• [Yapılacak görevler]:
1) Aşağıdaki itiraflar yazısına göre, itirafı yapan kişi 6 ürünle hızlı kasadan geçme planını neden uygulamadı? Bir iki cümleyle açıklayın.
2) Aşağıdaki itiraflar yazısına göre şu ifadelerin her biri doğru mu? Her biri için evet ya da hayır deyin ve yazıdan belirleyici sözleri aynen alıntılayın.
(a) Dergi, itirafları bu sayıdan itibaren yayımlamaya başlayacak.
(b) Hızlı kasalar en fazla 10 ürün kabul ediyor.
(c) İtirafı yapan kişi sonunda 6 ürünle hızlı kasadan geçti.
3) Aşağıdaki itiraflar yazısında “Süpermarketlerde en fazla 5 adet” diye başlayan paragrafı, ana bilgileri koruyarak madde madde yeniden yazın.

• [Yazı]:

▬▬▬▬▬▬

Ayı Sözlük yazarlarından İtiraflar-1

Sevgili Homojen Dergi okuyucuları. Bu sayı itibariyle dergimizde Ayı Sözlük yazarlarının itiraflarına yer vermeye başlayacağız. Bazen hüzünlendiren, bazen mutlu eden, neşelendiren itiraflarla sizleri baş başa bırakacağız. Şimdiden keyifli okumalar diliyoruz.

Hazırlayan: dark bear


Süpermarketlerde en fazla 5 adet ürüne kadar kabul eden hızlı kasalardan elimde 6 adet ürün varken geçmeyi çok planladım. Bazen birini sonradan banda koymayı bile düşündüm ya da “Aaa 6 tane miymiş, farketmemişim” demeyi planladım. Ama yapamadım, içim elvermedi.

▬▬▬▬▬▬

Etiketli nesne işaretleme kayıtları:
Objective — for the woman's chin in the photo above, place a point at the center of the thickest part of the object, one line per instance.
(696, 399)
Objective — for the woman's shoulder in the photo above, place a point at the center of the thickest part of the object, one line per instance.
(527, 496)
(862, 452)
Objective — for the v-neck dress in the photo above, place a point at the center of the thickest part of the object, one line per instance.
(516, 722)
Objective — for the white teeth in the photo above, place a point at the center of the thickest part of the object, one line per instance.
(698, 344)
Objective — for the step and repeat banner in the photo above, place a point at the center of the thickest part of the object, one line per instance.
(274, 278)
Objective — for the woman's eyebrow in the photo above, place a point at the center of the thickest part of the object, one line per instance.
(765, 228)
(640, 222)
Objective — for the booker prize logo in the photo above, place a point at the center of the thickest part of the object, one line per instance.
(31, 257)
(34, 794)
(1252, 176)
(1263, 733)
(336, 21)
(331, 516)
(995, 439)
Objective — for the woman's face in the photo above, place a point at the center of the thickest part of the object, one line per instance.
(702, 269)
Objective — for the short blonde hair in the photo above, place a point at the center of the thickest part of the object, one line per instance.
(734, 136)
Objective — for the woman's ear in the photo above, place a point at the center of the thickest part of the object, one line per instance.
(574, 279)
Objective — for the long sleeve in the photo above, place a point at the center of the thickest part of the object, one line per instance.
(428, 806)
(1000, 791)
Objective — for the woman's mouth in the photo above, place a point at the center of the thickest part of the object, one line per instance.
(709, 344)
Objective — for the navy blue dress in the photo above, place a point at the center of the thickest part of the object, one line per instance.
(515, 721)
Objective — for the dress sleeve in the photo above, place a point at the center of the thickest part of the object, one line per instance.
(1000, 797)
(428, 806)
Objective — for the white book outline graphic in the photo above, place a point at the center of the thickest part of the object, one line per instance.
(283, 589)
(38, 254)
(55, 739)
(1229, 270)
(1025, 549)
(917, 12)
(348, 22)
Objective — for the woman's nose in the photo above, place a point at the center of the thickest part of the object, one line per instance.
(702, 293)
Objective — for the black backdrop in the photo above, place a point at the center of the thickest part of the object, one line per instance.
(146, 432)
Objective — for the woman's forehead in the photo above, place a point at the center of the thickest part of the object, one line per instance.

▬▬▬▬▬▬

• [Cevaplar]:
1) İtirafı yapan kişi planı uygulayamadı, çünkü içi elvermedi. Hızlı kasalar en fazla 5 ürün kabul ediyordu, elinde ise 6 ürün vardı.

2)
(a) Evet: “Bu sayı itibariyle dergimizde Ayı Sözlük yazarlarının itiraflarına yer vermeye başlayacağız.”
(b) Hayır: “en fazla 5 adet ürüne kadar kabul eden hızlı kasalardan”
(c) Hayır: “Ama yapamadım, içim elvermedi.”

3)
- Süpermarketlerdeki hızlı kasalar en fazla 5 ürün kabul ediyor.
- İtirafı yapan kişi, elinde 6 ürün varken hızlı kasadan geçmeyi çok planladı.
- Ürünlerden birini sonradan banda koymayı düşündü.
- “Aaa 6 tane miymiş, farketmemişim” demeyi de planladı.
- Sonunda bunları yapamadı, çünkü içi elvermedi.